Required task 1: Repeat word for word the passage from the forum thread below on having almost no extended family, starting with "Anyone else with" and going on through "don’t have that.".

Excerpt provided:

Anyone else with zero gamily outwith own kids?

28 replies

Edinlassy · 07/11/2023 21:47

Just pondering how usual my family situation is. Only child and fucking weird family dynamic. Bio dad left when I was 3 so no contact with his family and he is dead now. My dad who raised me had passed and my mother fell out with all his family who I knew as my family growing up but by extension no longer speak to me since dads death. Mum has lost most of her siblings and no contact with any that are still alive.

wow that was long. When she dies I have absolutely no family other than my husband and 2 kids. Honestly all I need and am lucky to have his mum who is an amazing mil and gran. I guess I worry for my kids when me and their dad and gran go there is no extended network for them. I get so jealous when I hear of people with cousins and aunties etc and feel for my kids they don’t have that.

With health conditions that my mother has she could go anytime and it’s just been on my mind if it’s unusual to have very little family. Hoping I’m not sounding like I am feeling sorry for myself it’s more my kids I wish they had cousins and aunties etc.

OP posts:
Edinlassy · 07/11/2023 23:48

@Gallowayan please don’t take me wrong I totally agree with what you say and know and appreciate so many people have less than me I know how lucky I am. It’s just in the back of my mind that when my mum does die I have zero birth family behind me if that makes sense. Perhaps makes me think of my own mortality more and wish there was a bigger network behind me for my kids. In no way do I not appreciate what I have I know I am very lucky trust me I went through hell to have 2 kids which is probably why I wish I had more of a network to leave them in should something happen to me.

@greyhairnomore yes that’s what I hope for them also. Or whatever it is that will make them happy and secure in their future.

OP posts:
bellsandwhistles333 · 07/11/2023 23:52

Sadly yes... only child here. Both parents passed recently so I have my husband and my son.

Required task 2: Reproduce without alteration the lines in the records below, starting with the line with "[outline] green leaf, every instance" and going on through the line with "M113 34L112 36L112".

Input data:
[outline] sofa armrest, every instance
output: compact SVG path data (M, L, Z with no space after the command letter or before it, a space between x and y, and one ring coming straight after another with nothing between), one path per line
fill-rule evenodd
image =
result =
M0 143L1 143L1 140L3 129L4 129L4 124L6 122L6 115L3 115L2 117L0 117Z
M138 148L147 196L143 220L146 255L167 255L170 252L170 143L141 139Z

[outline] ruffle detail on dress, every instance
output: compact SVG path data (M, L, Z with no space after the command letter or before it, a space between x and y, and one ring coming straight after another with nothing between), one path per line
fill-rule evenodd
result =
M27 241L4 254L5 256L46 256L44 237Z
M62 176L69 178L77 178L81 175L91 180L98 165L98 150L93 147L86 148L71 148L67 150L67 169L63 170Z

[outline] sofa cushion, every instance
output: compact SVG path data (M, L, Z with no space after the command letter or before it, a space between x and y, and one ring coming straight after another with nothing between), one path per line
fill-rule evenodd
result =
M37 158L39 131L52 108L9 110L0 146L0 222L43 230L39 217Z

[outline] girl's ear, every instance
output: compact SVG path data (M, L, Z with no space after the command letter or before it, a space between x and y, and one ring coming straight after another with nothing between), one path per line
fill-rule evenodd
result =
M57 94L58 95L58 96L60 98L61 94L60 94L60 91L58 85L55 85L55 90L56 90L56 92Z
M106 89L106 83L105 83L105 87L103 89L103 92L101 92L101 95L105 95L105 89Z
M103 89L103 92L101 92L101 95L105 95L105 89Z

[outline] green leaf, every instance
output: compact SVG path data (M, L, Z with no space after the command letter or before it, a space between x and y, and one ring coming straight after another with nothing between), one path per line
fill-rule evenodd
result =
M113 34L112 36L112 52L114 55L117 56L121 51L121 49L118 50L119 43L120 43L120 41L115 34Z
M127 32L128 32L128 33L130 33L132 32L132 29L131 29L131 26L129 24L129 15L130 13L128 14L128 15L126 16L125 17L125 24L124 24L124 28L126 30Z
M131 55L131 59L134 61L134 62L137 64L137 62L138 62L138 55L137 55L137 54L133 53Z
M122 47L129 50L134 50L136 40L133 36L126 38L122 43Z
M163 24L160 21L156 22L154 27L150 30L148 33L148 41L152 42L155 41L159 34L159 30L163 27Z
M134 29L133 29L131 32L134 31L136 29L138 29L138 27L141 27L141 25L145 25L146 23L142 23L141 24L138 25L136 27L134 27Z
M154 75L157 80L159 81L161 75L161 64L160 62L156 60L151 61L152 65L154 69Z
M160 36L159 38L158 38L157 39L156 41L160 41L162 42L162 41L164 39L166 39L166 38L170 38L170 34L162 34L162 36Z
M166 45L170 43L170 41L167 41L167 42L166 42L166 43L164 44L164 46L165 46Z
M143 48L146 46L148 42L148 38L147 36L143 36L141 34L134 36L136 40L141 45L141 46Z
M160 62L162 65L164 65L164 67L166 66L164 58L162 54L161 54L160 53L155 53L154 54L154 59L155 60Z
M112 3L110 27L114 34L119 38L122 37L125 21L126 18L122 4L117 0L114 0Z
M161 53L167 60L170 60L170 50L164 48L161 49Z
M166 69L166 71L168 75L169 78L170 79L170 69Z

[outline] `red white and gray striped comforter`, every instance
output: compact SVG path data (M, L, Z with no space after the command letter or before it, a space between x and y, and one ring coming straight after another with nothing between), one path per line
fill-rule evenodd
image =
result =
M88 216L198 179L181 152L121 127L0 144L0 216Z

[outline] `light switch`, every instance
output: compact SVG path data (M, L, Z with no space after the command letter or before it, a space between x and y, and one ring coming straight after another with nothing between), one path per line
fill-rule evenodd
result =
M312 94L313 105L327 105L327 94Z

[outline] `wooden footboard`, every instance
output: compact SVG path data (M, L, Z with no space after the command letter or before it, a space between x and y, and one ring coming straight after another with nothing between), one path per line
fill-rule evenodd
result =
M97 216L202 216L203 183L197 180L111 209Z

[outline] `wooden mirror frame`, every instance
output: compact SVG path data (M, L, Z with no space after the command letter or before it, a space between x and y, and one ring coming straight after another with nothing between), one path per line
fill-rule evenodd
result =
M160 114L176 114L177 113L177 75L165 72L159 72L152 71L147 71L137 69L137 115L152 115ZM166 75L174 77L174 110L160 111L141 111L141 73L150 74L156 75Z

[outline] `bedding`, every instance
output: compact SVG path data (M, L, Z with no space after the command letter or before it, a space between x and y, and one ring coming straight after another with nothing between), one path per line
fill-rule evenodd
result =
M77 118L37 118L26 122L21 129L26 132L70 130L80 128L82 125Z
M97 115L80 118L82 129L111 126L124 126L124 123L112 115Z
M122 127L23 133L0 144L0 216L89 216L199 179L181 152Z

Reply 1:
Anyone else with zero gamily outwith own kids?

28 replies

Edinlassy · 07/11/2023 21:47

Just pondering how usual my family situation is. Only child and fucking weird family dynamic. Bio dad left when I was 3 so no contact with his family and he is dead now. My dad who raised me had passed and my mother fell out with all his family who I knew as my family growing up but by extension no longer speak to me since dads death. Mum has lost most of her siblings and no contact with any that are still alive.

wow that was long. When she dies I have absolutely no family other than my husband and 2 kids. Honestly all I need and am lucky to have his mum who is an amazing mil and gran. I guess I worry for my kids when me and their dad and gran go there is no extended network for them. I get so jealous when I hear of people with cousins and aunties etc and feel for my kids they don’t have that.

Reply 2:
[outline] green leaf, every instance
output: compact SVG path data (M, L, Z with no space after the command letter or before it, a space between x and y, and one ring coming straight after another with nothing between), one path per line
fill-rule evenodd
result =
M113 34L112 36L112 52L114 55L117 56L121 51L121 49L118 50L119 43L120 43L120 41L115 34Z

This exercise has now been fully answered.